Exercise passage:
The following article on the University of Toronto website describes the recent work of one professor of biochemistry, Igor Stagljar:
Igor Stagljar, Professor in the Faculty of Medicine’s Donnelly Centre for Cellular and Biomolecular Research, and his team developed the first roadmap for ATP-binding cassette (ABC) transporter proteins. These proteins are crucial components of every cell, and are also involved in tumor resistance.
Scientists have struggled with understanding how ABC transporter proteins work and communicate with other proteins. Stagljar and his team, including first author Dr. Jamie Snider, have solved the mystery by using Membrane Yeast Two-Hybrid (‘MYTH’) technology to see how these transporter proteins interact with other vital components in the cell.
Here’s a little more info for those who are interested in biochemistry: ATP-binding cassette transporters are a large class of transmembrane proteins. Typically, they use energy derived from ATP hydrolysis in order to carry out various tasks, such as the transport of substrates across membranes. Issues with ABC transporter proteins often lead to disease, as the article describes: for instance, CFTR falls under this class of proteins, and a variety of mutations in it will lead to cystic fibrosis. Dr. Stagljar has various ongoing projects in his laboratory, but his recent publication in Nature Chemical Biology concerned his work in defining the interactome of ABC transporters. (You can read more about this and the method used in his research, the Membrane Yeast Two-Hybrid system, here.) This sort of work gives us a much better understanding of diseases that are associated with ABC transporters, including macular degeneration, Tangier disease, and cancer (i.e. how cancerous cells are resistant to chemotherapy).

Data supplied:
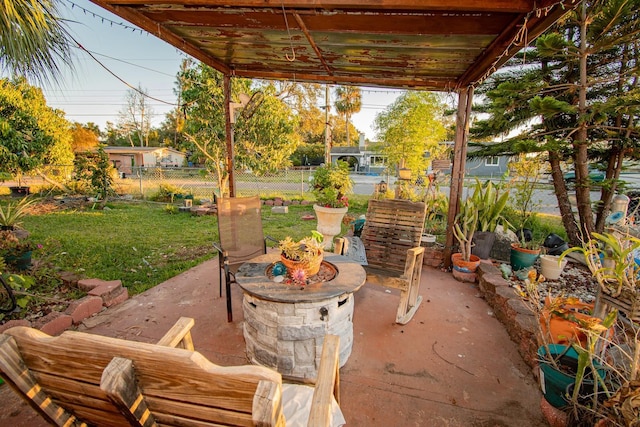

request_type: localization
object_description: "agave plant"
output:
[560,233,640,297]
[453,198,478,261]
[471,178,510,232]
[278,230,324,261]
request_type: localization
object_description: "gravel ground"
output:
[508,261,598,302]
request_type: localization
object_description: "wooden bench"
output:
[0,318,339,426]
[335,199,426,325]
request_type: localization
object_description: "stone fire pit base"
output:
[243,291,354,378]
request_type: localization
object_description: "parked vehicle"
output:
[562,169,604,183]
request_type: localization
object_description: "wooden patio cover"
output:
[91,0,579,266]
[92,0,575,91]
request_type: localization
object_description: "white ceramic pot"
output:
[540,255,567,280]
[313,205,349,249]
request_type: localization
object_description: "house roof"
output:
[86,0,577,91]
[331,147,360,154]
[104,145,184,155]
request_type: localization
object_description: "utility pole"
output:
[324,85,331,165]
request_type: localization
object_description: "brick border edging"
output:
[0,279,129,335]
[477,263,538,372]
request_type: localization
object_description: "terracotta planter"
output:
[540,297,594,345]
[280,254,324,277]
[451,253,480,273]
[313,205,349,249]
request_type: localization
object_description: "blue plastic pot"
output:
[511,245,540,271]
[538,344,606,408]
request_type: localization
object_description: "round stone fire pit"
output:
[236,253,366,378]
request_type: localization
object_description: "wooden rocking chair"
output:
[0,317,344,426]
[334,199,426,325]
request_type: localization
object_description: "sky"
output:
[36,0,402,140]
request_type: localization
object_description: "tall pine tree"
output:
[472,0,640,245]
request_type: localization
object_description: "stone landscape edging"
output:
[476,263,538,372]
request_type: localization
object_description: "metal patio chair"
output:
[213,196,275,322]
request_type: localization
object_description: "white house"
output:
[104,146,186,174]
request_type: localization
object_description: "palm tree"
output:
[0,0,73,83]
[336,86,362,146]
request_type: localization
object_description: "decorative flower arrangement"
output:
[311,161,353,208]
[0,230,42,258]
[278,230,324,282]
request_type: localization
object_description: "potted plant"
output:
[0,197,35,231]
[311,161,353,248]
[509,156,542,270]
[0,230,39,270]
[560,233,640,322]
[471,178,510,259]
[515,270,617,409]
[451,198,480,273]
[540,254,567,280]
[278,230,324,283]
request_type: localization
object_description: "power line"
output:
[66,0,145,34]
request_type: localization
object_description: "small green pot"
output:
[511,245,540,271]
[4,251,31,270]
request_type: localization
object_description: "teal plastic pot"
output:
[511,245,540,271]
[4,251,31,270]
[538,344,606,408]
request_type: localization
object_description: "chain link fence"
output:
[119,167,313,199]
[1,166,600,219]
[1,166,313,200]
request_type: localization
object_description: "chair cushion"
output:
[282,384,347,427]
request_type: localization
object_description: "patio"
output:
[0,259,547,427]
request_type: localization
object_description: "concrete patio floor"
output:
[0,259,548,427]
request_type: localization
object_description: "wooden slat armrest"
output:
[157,317,195,351]
[100,357,157,427]
[308,335,340,427]
[404,246,424,278]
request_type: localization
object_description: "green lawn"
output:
[18,198,366,294]
[15,196,562,300]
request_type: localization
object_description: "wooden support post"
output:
[220,74,236,197]
[444,86,473,268]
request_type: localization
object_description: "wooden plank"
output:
[5,327,281,419]
[100,357,156,427]
[0,334,86,426]
[308,335,340,427]
[158,317,195,351]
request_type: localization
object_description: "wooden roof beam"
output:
[91,0,231,74]
[233,69,457,92]
[106,0,536,13]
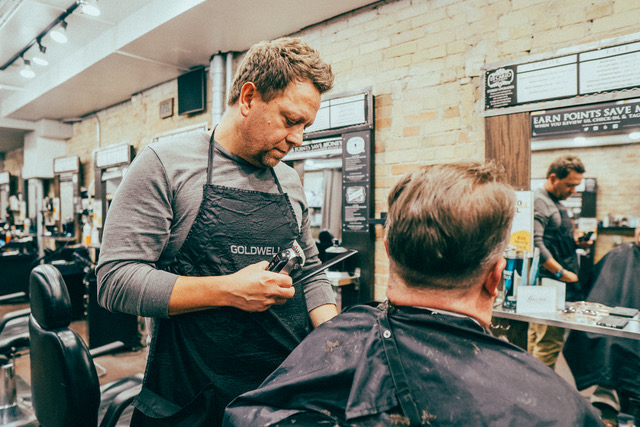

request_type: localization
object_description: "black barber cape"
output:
[224,303,601,427]
[563,243,640,397]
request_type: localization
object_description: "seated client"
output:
[225,162,601,426]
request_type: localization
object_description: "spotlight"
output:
[20,58,36,79]
[49,21,67,43]
[78,0,100,16]
[31,40,49,67]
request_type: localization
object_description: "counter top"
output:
[493,307,640,340]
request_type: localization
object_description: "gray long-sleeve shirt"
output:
[96,132,335,317]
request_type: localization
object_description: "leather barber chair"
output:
[29,264,142,427]
[0,308,37,426]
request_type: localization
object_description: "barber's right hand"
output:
[229,261,294,311]
[560,270,578,283]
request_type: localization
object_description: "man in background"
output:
[527,156,591,369]
[225,162,601,427]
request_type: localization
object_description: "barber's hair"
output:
[547,156,585,179]
[386,162,515,289]
[228,37,334,105]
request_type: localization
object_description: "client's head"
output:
[385,162,515,291]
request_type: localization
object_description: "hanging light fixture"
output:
[20,58,36,79]
[49,21,67,43]
[78,0,100,16]
[31,39,49,67]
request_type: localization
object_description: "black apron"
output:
[132,136,311,426]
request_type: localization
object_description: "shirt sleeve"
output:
[299,179,336,311]
[96,147,178,317]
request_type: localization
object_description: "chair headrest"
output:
[29,264,72,330]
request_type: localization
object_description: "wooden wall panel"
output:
[485,112,531,190]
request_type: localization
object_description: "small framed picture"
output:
[160,98,173,119]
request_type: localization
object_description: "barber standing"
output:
[527,156,593,369]
[97,38,337,426]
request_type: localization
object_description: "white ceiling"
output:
[0,0,375,153]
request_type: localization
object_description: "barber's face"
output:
[238,81,320,167]
[549,170,583,200]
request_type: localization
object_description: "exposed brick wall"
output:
[6,0,640,298]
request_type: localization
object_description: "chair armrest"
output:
[0,292,27,302]
[0,308,31,332]
[0,332,29,357]
[89,341,126,359]
[100,384,142,427]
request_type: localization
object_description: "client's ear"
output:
[484,258,507,297]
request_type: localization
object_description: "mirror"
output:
[531,99,640,262]
[294,156,342,241]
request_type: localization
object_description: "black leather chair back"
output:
[29,264,100,427]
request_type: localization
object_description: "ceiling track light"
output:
[31,40,49,67]
[78,0,100,16]
[49,20,67,43]
[0,0,90,71]
[20,58,36,79]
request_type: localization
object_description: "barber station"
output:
[0,0,640,427]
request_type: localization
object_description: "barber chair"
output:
[29,264,142,427]
[0,308,37,426]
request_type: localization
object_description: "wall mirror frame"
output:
[283,87,375,307]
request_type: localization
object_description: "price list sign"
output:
[342,131,371,233]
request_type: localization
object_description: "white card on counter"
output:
[541,277,571,310]
[516,286,556,314]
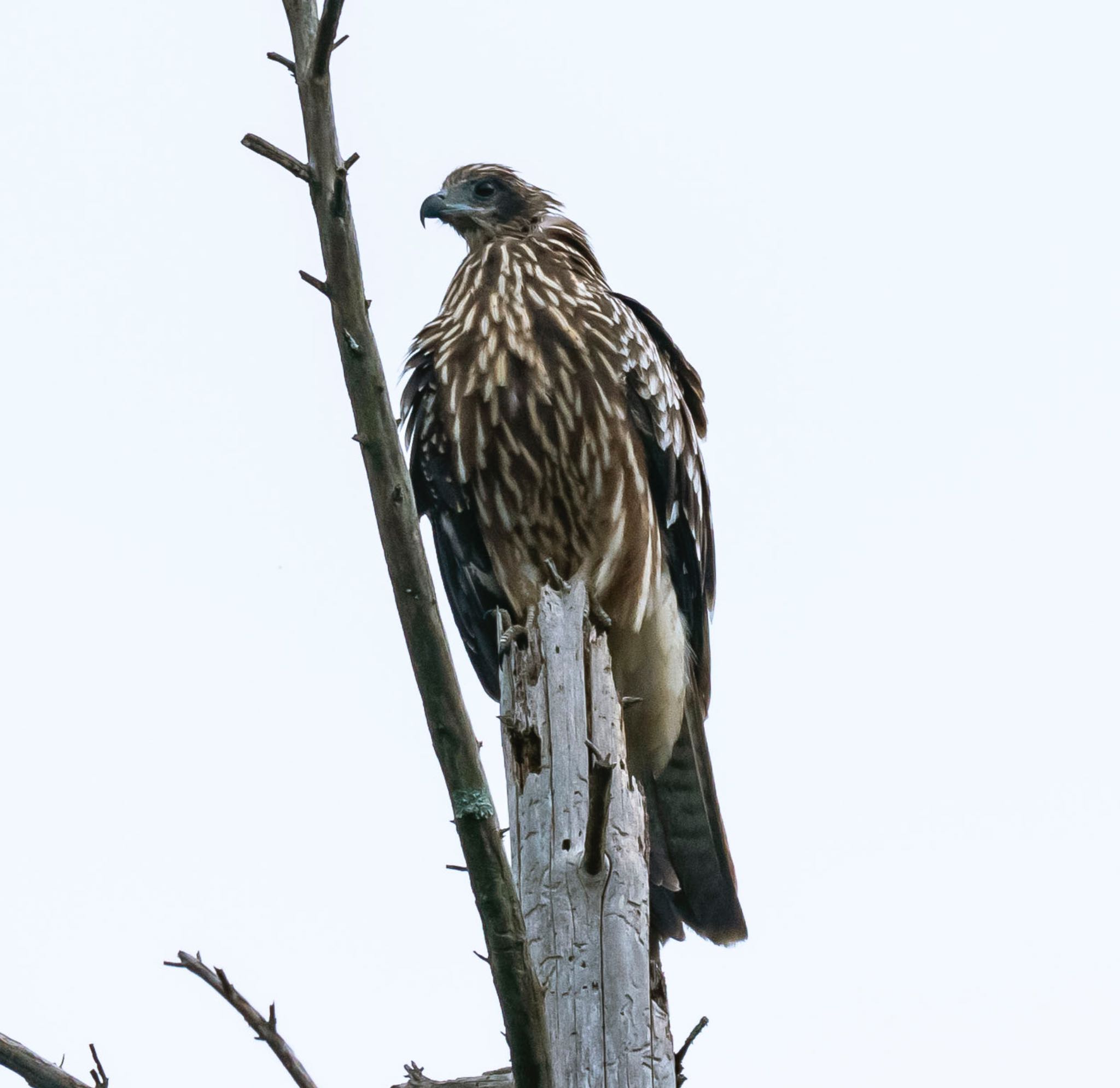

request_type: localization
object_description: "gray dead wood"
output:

Study questions:
1 > According to the passage on Igor Stagljar's research, which technology did his team use to see how ABC transporter proteins interact with other cell components?
2 > Write out the portion of the passage on Igor Stagljar's research that runs between "Scientists have struggled" and "in the cell.", inclusive.

Solved tasks:
1 > Membrane Yeast Two-Hybrid (MYTH) technology

2 >
Scientists have struggled with understanding how ABC transporter proteins work and communicate with other proteins. Stagljar and his team, including first author Dr. Jamie Snider, have solved the mystery by using Membrane Yeast Two-Hybrid (‘MYTH’) technology to see how these transporter proteins interact with other vital components in the cell.